| THE INPUT |
= = = = =

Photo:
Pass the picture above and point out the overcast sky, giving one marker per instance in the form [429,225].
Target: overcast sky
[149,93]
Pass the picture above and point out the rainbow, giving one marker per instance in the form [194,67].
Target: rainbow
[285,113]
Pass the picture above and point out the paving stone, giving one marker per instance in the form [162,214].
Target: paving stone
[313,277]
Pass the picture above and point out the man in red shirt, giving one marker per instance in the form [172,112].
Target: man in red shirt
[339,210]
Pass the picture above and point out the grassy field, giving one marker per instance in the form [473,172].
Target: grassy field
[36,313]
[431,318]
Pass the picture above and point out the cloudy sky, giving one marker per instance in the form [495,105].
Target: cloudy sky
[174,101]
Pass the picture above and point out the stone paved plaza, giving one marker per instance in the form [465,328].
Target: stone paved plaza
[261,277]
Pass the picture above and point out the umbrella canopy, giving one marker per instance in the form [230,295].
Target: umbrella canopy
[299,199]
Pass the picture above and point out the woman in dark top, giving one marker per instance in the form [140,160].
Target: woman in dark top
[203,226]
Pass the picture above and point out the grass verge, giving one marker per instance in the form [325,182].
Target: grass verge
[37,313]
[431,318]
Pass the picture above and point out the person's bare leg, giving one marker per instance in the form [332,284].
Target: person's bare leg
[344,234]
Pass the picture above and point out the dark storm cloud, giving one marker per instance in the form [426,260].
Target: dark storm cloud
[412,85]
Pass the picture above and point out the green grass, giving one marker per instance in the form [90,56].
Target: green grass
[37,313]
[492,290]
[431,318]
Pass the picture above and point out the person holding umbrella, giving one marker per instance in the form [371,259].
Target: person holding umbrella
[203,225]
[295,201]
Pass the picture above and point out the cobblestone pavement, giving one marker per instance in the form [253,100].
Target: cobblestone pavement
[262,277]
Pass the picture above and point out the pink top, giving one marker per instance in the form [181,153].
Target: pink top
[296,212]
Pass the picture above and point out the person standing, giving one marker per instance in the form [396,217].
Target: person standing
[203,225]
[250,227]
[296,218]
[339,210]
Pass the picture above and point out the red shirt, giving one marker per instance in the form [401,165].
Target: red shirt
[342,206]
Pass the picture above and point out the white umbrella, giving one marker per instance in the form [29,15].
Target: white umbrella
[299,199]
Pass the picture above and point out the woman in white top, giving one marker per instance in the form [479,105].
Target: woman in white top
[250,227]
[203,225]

= = = = =

| PROBLEM STATEMENT |
Repeat, exactly and only, the lines above from the one containing "Pass the picture above and point out the red" through the end of the material.

| SOLVED PROBLEM |
Pass the picture above and point out the red shirt, giving one marker per instance in the form [401,165].
Target: red shirt
[342,206]
Pass the picture above and point out the white umbrella, giving one marker per instance in the form [29,15].
Target: white umbrella
[299,199]
Pass the picture above and point out the woman in white top, giving one marker per instance in the form [479,105].
Target: woman in white top
[250,227]
[203,225]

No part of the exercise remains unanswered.